Reproduce everything from the row containing "Could you please locate the stone" down to the row containing "594, 389, 733, 533", both included and requests retained, shifting every bounding-box coordinate in the answers by adding 125. Leave the pictures out.
========================
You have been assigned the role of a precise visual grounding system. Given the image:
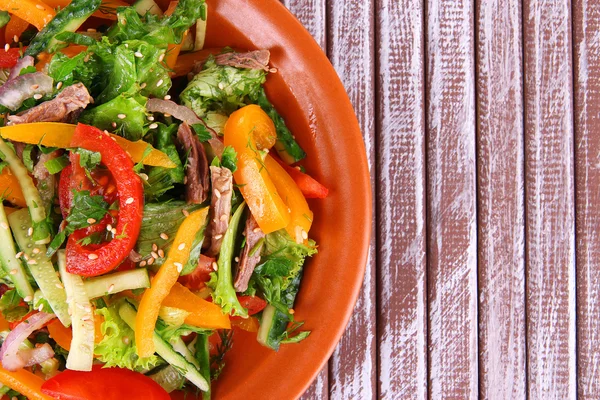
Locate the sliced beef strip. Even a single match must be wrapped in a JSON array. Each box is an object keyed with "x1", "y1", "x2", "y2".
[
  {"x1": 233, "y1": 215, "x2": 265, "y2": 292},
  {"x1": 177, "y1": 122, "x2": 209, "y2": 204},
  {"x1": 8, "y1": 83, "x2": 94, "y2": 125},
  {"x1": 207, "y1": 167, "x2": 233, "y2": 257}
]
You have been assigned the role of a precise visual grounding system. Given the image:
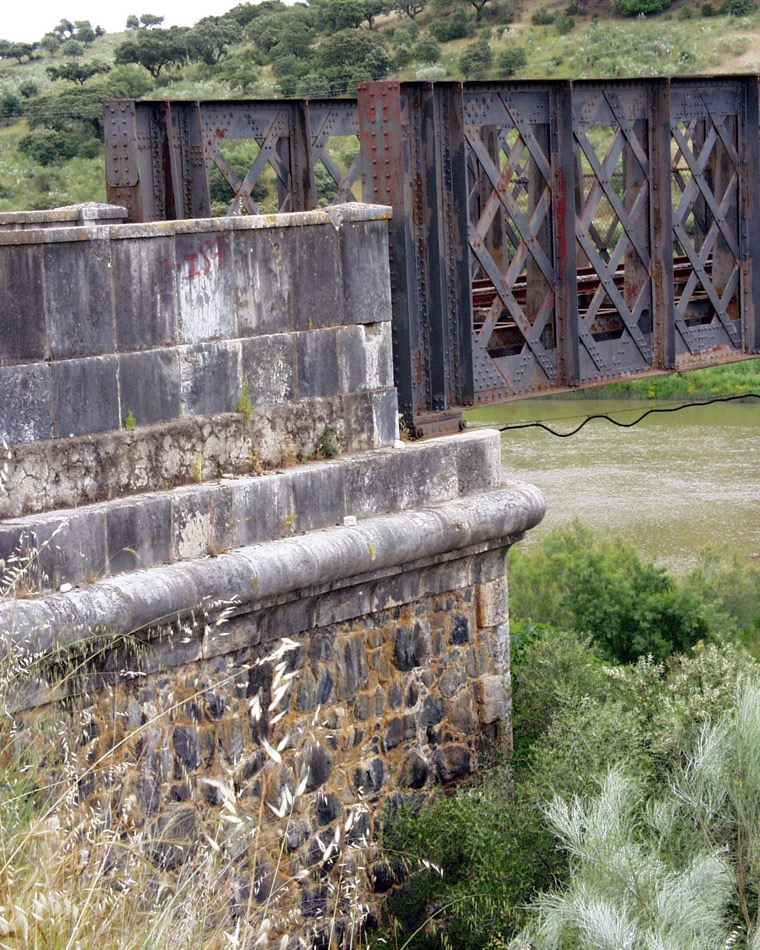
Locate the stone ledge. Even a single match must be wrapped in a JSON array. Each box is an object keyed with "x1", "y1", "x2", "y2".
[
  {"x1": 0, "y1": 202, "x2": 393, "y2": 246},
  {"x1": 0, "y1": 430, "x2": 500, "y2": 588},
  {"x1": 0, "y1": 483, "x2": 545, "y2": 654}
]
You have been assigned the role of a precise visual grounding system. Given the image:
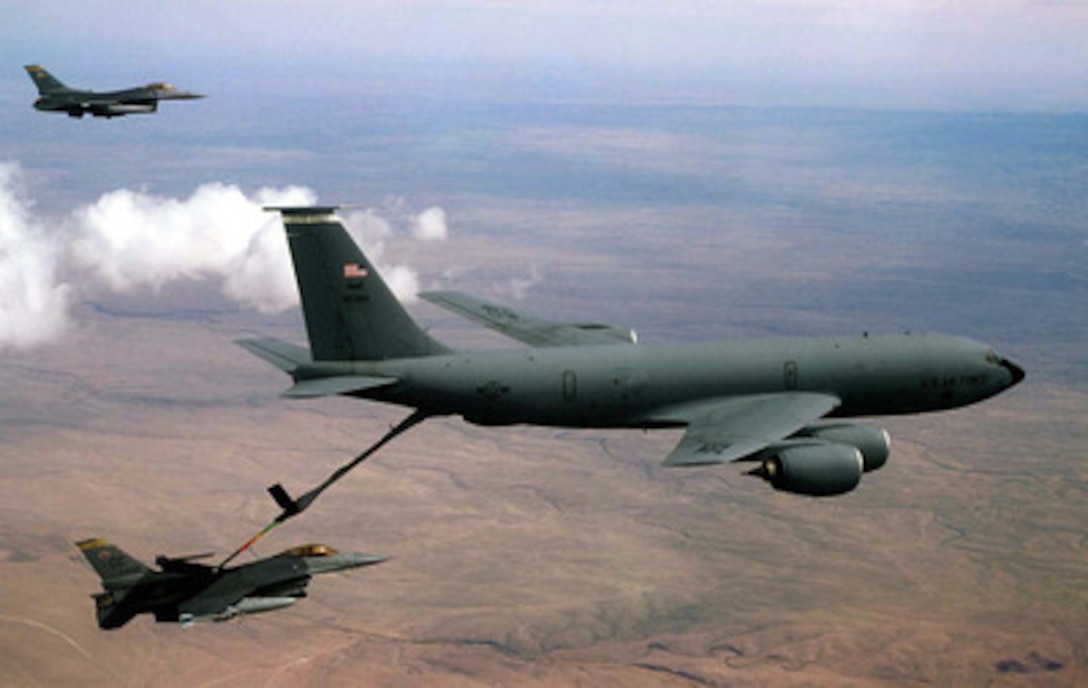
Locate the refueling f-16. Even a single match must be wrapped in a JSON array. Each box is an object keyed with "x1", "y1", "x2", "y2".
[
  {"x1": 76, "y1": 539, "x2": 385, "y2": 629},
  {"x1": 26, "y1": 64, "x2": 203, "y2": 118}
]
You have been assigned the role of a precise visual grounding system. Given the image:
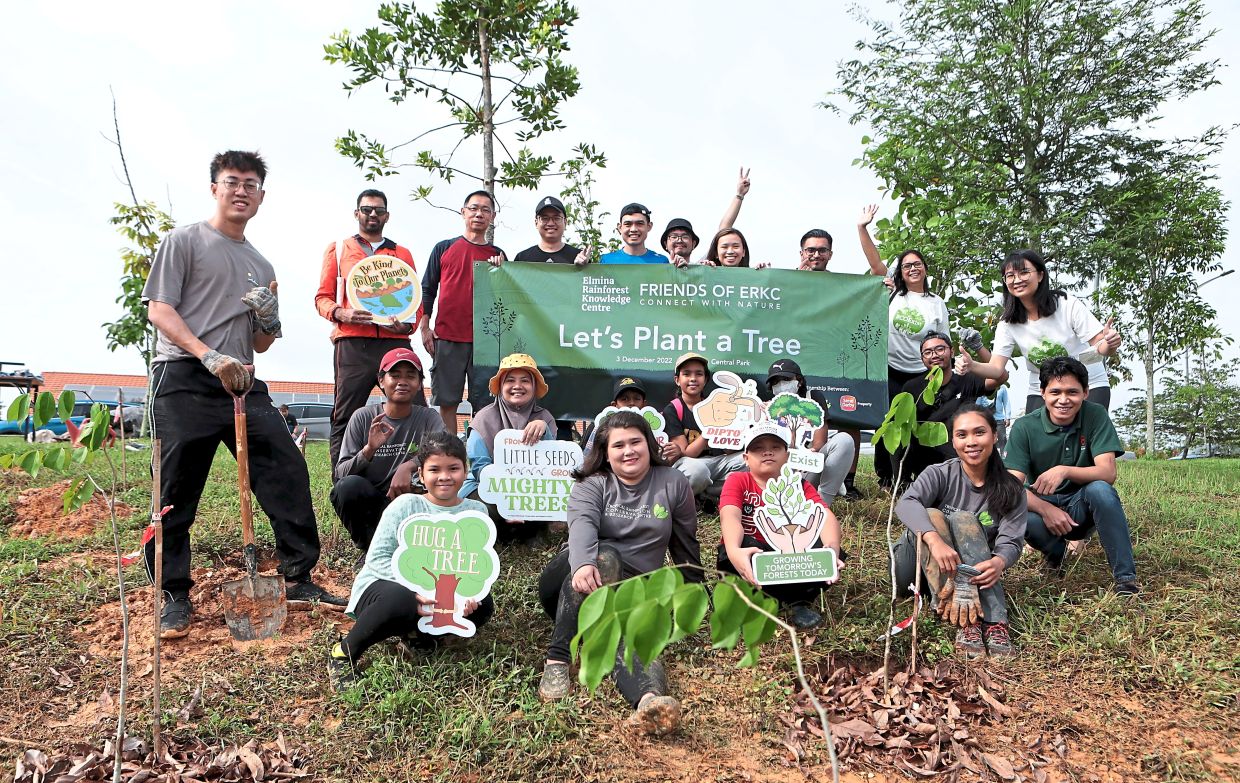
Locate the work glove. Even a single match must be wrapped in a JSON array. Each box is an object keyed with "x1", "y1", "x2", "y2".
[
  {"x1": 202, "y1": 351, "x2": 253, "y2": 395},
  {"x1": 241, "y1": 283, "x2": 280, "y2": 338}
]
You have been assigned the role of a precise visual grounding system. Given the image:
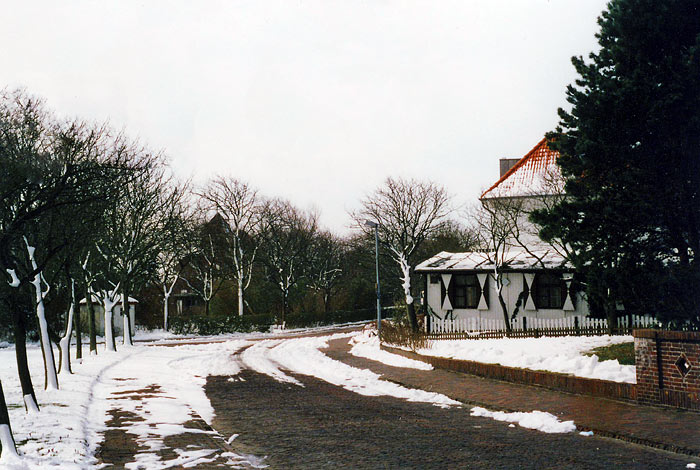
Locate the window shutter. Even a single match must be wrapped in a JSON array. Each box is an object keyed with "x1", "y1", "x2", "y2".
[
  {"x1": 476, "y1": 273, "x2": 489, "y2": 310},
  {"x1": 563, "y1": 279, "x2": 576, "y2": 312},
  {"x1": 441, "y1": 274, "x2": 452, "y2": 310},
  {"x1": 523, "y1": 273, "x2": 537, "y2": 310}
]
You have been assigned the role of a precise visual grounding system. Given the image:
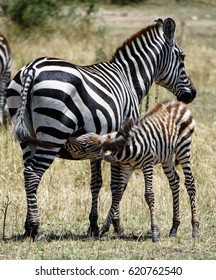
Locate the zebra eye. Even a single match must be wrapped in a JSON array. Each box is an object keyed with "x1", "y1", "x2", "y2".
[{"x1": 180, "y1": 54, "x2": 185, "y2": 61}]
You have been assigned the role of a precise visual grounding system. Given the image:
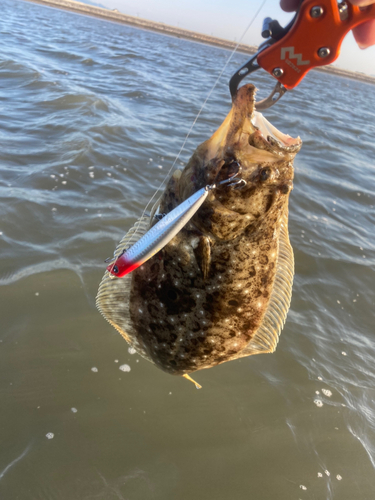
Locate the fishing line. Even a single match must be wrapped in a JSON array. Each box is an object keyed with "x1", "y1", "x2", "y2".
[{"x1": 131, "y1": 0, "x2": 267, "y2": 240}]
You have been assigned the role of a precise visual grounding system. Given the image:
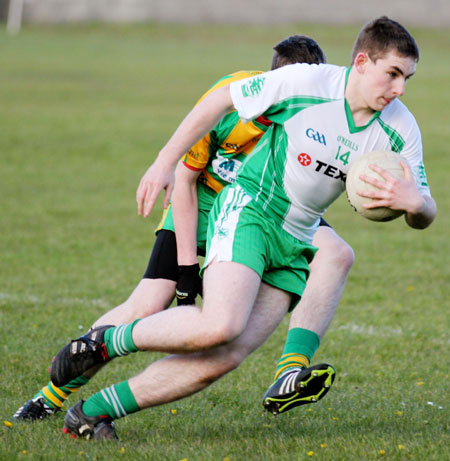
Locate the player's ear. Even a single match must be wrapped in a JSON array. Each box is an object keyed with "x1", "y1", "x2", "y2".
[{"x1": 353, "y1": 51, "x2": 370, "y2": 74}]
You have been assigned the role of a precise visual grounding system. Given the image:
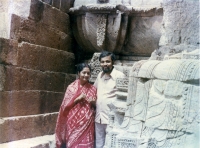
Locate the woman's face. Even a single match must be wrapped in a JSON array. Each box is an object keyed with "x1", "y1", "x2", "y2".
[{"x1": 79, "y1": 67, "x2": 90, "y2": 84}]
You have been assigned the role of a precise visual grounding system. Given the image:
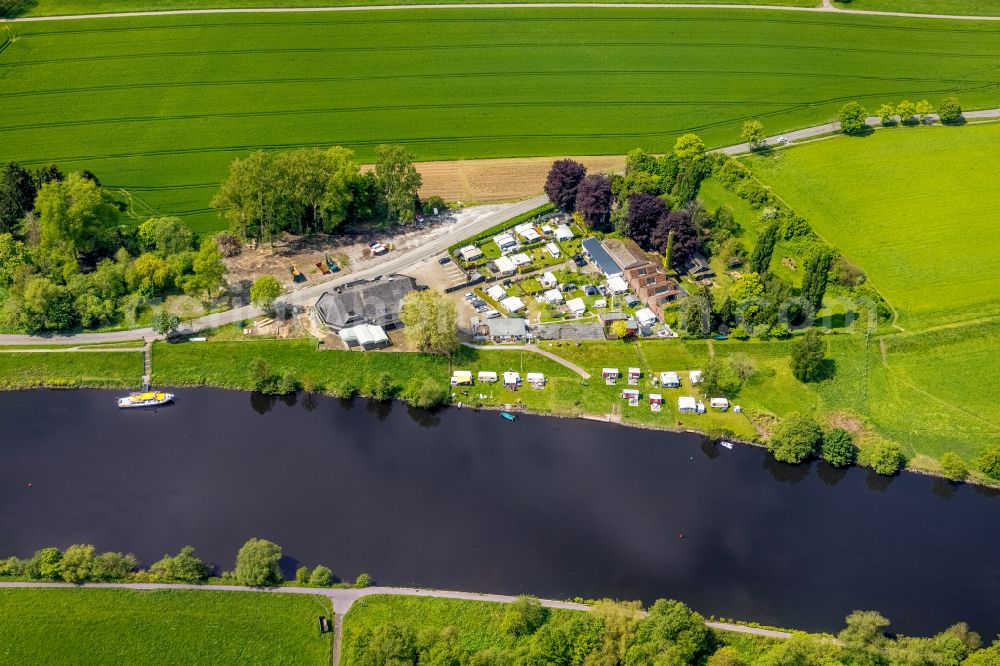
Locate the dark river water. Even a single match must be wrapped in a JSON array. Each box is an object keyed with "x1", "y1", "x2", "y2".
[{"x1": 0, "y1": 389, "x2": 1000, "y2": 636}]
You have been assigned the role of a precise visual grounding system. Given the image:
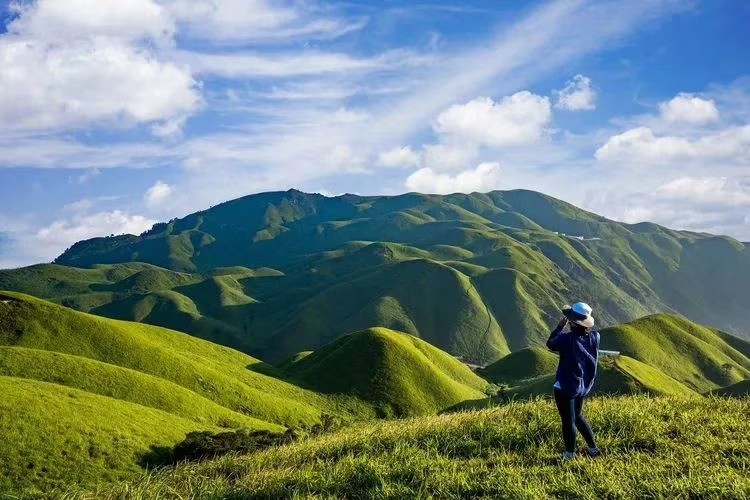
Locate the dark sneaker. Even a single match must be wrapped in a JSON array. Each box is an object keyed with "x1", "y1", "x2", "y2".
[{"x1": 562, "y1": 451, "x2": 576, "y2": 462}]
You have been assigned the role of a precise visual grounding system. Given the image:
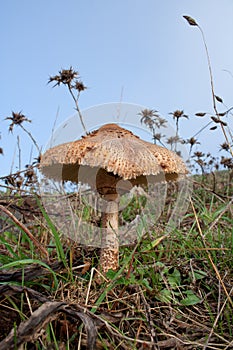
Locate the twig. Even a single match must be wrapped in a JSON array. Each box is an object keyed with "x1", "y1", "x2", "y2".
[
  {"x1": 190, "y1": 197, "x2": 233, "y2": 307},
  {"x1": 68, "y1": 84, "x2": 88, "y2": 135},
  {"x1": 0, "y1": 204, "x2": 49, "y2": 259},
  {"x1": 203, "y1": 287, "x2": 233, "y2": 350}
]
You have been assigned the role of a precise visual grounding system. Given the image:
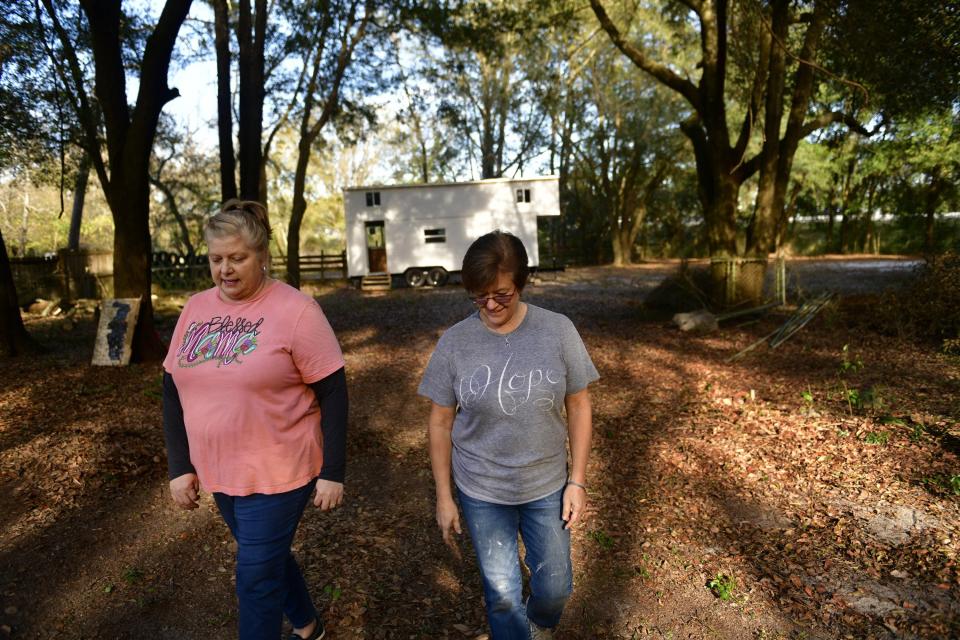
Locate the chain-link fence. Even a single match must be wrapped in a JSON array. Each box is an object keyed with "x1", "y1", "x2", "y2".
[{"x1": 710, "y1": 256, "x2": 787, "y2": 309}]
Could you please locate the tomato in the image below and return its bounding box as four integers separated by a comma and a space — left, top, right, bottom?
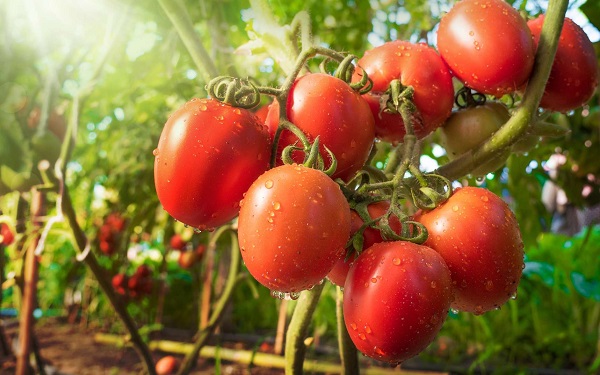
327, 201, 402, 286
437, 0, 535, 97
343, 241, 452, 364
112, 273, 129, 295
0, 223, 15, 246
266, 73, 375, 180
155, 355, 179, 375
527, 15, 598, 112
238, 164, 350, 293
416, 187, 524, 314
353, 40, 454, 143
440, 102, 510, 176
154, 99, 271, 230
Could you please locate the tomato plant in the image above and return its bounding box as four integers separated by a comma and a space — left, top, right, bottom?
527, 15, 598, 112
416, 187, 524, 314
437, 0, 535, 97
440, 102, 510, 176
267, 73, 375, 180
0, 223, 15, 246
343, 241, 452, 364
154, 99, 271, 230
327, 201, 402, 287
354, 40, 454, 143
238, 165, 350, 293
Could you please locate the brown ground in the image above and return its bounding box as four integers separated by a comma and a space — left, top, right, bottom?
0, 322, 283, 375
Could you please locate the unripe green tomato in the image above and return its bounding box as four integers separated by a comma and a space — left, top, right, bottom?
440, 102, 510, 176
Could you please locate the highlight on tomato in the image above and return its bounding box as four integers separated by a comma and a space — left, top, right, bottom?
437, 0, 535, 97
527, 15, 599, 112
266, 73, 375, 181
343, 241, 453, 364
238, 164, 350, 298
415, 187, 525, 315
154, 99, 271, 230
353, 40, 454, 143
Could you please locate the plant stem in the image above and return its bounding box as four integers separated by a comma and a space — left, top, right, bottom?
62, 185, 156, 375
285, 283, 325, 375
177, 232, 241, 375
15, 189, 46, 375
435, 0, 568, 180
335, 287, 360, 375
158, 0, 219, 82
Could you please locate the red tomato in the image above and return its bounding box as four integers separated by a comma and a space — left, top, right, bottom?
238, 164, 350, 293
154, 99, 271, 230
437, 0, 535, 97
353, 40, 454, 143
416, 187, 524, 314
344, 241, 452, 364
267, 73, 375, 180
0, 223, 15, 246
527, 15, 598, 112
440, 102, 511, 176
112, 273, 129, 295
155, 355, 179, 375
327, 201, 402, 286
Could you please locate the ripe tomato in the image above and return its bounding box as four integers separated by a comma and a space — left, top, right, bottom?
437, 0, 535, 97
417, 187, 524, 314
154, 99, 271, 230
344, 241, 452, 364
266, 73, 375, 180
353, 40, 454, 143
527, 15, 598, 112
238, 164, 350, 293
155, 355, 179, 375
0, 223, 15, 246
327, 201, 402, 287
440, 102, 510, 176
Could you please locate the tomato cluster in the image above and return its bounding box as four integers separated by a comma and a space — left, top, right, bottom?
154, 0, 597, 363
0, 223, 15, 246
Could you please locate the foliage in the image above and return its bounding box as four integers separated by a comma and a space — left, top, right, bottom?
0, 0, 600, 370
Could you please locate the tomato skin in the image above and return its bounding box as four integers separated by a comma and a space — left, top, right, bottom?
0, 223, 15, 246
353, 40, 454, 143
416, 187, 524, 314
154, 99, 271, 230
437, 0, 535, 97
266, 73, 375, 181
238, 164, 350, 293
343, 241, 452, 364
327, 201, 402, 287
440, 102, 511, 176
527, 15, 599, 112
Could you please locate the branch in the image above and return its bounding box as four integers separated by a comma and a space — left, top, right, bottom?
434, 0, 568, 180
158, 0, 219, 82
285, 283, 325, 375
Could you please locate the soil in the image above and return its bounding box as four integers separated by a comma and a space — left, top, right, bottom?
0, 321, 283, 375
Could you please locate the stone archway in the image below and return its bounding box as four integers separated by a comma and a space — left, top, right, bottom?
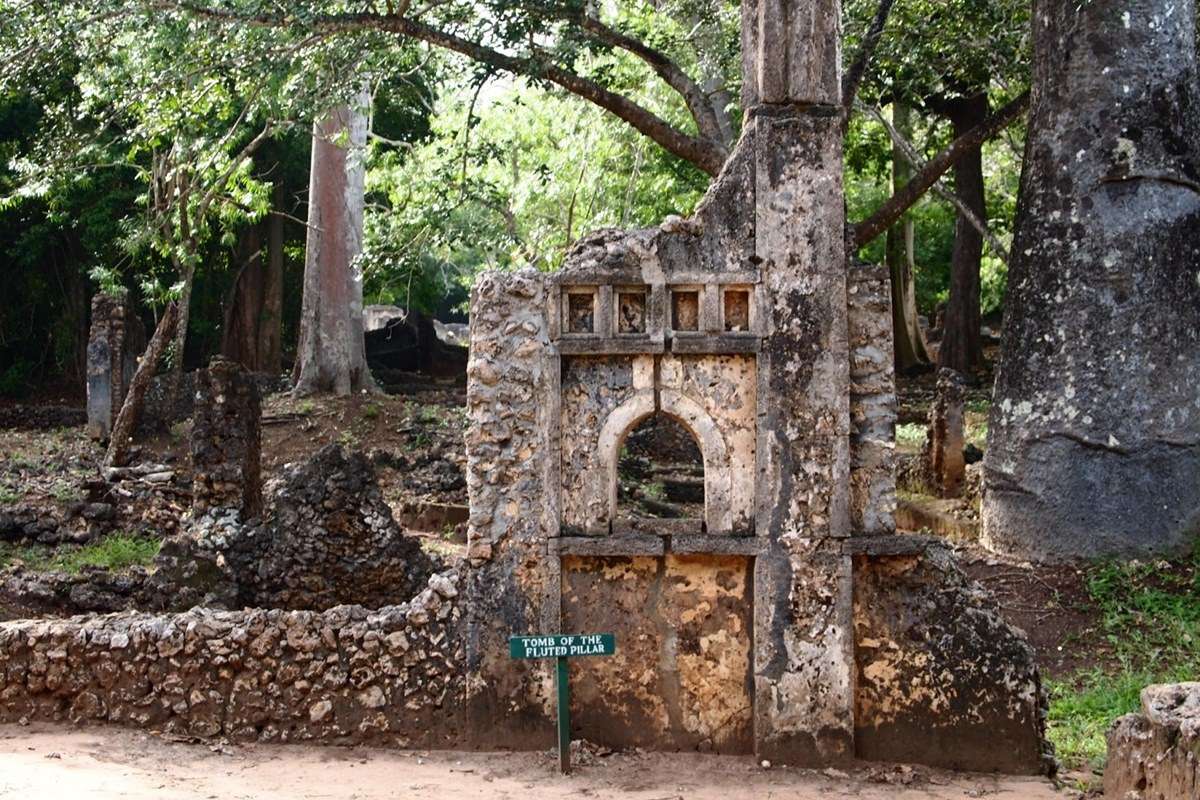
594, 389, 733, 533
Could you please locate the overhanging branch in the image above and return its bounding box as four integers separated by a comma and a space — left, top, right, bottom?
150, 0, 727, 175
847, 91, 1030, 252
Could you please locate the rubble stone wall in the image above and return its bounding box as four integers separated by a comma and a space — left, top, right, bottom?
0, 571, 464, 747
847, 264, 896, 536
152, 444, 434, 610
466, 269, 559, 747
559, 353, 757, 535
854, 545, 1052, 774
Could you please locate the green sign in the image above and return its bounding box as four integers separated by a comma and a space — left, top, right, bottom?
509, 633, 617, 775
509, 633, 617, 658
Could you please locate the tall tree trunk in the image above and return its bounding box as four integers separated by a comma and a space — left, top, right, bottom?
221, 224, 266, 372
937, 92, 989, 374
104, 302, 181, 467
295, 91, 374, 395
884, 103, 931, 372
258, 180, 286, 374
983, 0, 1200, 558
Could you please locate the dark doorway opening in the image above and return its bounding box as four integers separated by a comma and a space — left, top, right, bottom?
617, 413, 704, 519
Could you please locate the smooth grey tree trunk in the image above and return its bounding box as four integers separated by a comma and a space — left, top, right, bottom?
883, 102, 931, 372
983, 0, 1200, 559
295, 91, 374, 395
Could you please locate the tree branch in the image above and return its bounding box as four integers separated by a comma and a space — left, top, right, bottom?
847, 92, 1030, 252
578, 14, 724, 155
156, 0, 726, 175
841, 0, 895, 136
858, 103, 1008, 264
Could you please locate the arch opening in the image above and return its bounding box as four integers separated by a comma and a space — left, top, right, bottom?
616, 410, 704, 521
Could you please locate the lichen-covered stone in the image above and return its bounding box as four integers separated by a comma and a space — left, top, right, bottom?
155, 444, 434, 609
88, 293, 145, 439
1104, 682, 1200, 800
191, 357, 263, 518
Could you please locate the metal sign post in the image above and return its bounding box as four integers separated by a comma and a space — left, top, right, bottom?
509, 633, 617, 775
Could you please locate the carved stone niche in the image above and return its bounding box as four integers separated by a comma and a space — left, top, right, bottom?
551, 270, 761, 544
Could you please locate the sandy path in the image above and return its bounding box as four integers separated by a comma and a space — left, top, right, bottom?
========================
> _Exercise response_:
Could you please locate the stone archway in the image below and return its bounding box as four integers separated by a comma and a space — left, top, right, bottom?
719, 514, 858, 658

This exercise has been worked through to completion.